### Description of the task
Please list every place name that appears in the passage on drug legalization below.

### Passage
• • •
My uncle's observation reflected an optimism that thrived in the next decade, as Mexico entered an era of liberalizing political change and economic growth. But the drug war — the cartel war — puts that success at risk. And what powers the drug cartels? American demand for illegal narcotics.
El Paso knows how Juarez works and how it suffers, for El Paso bears firsthand witness to the bloody drug gang carnage in its neighbors' streets. In January 2009, the El Paso City Council toyed with the idea of recommending drug legalization as a means of crippling the finances of Mexico's criminal organizations. The City Council requested a national U.S. dialogue on ending the prohibition of narcotics. The council's resolution (which El Paso's mayor vetoed as unrealistic) upset several Texas state representatives. The state representatives argued the resolution indicated El Paso had surrendered in the fight against illegal narcotics.
Perhaps opinions have changed; I know mine has. Thirty years ago, I was against narcotics legalization. Now, reluctantly, I support a policy I call "legalization with stigmatization": If you work in a transport job — a pilot or bus driver, for example — you must submit to random drug use tests, like the U.S. military does.
Drug trafficking empowers terrorists and criminals. For the good of the U.S., as well as Mexico, we must open the dialogue on drug legalization.
• • •
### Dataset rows
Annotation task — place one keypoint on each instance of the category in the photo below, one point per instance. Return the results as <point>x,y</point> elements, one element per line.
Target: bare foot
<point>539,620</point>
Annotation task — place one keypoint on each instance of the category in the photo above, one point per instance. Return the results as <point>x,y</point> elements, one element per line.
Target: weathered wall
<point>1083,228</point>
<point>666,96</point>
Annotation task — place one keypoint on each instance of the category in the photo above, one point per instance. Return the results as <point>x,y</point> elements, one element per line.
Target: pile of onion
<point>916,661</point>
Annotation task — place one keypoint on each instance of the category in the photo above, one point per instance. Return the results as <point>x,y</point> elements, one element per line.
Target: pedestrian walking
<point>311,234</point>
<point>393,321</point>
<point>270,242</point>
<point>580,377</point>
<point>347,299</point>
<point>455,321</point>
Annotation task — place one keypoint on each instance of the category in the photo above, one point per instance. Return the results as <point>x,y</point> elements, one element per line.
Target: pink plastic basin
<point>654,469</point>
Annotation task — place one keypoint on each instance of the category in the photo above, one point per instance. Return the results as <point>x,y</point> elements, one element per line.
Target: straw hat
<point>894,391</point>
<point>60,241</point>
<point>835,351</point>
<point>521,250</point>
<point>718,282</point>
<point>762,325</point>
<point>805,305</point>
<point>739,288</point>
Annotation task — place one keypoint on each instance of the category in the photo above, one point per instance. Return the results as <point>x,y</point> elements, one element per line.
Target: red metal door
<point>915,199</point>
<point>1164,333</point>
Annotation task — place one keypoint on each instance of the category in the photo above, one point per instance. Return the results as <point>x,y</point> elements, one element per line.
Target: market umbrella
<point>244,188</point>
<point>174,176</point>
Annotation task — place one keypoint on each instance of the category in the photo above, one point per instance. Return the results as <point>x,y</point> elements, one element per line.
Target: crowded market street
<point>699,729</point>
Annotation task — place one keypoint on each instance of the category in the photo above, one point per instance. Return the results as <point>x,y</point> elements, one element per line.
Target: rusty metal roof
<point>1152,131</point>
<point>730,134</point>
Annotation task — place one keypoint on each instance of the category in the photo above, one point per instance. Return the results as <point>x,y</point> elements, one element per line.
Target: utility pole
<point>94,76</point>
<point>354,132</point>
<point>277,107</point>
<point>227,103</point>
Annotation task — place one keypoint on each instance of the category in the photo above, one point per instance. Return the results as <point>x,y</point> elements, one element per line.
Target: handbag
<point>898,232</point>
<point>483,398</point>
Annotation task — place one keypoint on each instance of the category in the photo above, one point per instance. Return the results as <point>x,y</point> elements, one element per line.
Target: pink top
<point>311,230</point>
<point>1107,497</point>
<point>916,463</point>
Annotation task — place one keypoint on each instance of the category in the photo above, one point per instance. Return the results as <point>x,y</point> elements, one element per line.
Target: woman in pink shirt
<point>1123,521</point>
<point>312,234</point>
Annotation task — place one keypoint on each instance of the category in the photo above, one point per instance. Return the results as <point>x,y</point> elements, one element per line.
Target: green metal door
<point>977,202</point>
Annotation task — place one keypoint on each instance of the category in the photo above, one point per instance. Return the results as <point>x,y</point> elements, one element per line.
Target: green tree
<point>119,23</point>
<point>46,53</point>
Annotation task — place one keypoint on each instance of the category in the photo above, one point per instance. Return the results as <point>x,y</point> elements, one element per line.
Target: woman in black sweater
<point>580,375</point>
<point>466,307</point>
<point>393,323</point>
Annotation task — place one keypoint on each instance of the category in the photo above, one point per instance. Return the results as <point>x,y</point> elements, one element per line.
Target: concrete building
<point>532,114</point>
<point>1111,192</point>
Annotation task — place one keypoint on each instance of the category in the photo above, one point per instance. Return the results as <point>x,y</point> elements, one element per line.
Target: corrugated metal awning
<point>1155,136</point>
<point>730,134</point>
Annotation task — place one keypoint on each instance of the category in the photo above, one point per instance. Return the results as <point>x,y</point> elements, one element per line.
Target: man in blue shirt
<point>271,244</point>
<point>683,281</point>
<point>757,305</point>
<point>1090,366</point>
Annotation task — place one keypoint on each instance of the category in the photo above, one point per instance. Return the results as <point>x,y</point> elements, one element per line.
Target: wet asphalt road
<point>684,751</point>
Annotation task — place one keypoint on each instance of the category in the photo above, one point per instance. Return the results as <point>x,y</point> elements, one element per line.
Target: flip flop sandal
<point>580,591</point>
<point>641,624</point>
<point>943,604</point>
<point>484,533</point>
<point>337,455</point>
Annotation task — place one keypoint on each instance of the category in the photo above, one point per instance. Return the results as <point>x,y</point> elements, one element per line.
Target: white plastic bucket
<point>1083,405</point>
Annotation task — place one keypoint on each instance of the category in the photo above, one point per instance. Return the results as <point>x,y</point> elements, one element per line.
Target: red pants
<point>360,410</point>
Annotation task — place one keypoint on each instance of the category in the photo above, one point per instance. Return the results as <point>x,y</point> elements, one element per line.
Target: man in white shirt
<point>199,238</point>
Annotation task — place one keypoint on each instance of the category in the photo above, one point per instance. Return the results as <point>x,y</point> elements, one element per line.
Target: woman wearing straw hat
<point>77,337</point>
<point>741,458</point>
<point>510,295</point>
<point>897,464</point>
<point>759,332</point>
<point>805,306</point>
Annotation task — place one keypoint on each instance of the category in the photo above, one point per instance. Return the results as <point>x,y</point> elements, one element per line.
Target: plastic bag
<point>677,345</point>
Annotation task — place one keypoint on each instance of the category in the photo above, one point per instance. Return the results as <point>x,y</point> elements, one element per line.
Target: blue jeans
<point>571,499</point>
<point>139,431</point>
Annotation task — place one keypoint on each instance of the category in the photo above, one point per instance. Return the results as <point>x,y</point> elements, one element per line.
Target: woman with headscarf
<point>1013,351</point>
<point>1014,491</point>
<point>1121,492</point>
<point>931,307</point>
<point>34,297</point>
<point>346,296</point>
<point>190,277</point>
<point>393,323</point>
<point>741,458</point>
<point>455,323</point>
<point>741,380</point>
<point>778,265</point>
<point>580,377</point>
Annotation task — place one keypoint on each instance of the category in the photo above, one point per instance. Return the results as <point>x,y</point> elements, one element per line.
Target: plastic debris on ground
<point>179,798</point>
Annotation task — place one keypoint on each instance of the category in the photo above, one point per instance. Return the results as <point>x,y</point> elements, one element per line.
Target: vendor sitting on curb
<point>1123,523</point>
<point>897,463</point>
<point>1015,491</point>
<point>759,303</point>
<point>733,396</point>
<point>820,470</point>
• • •
### The answer
Mexico, El Paso, Juarez, U.S., Texas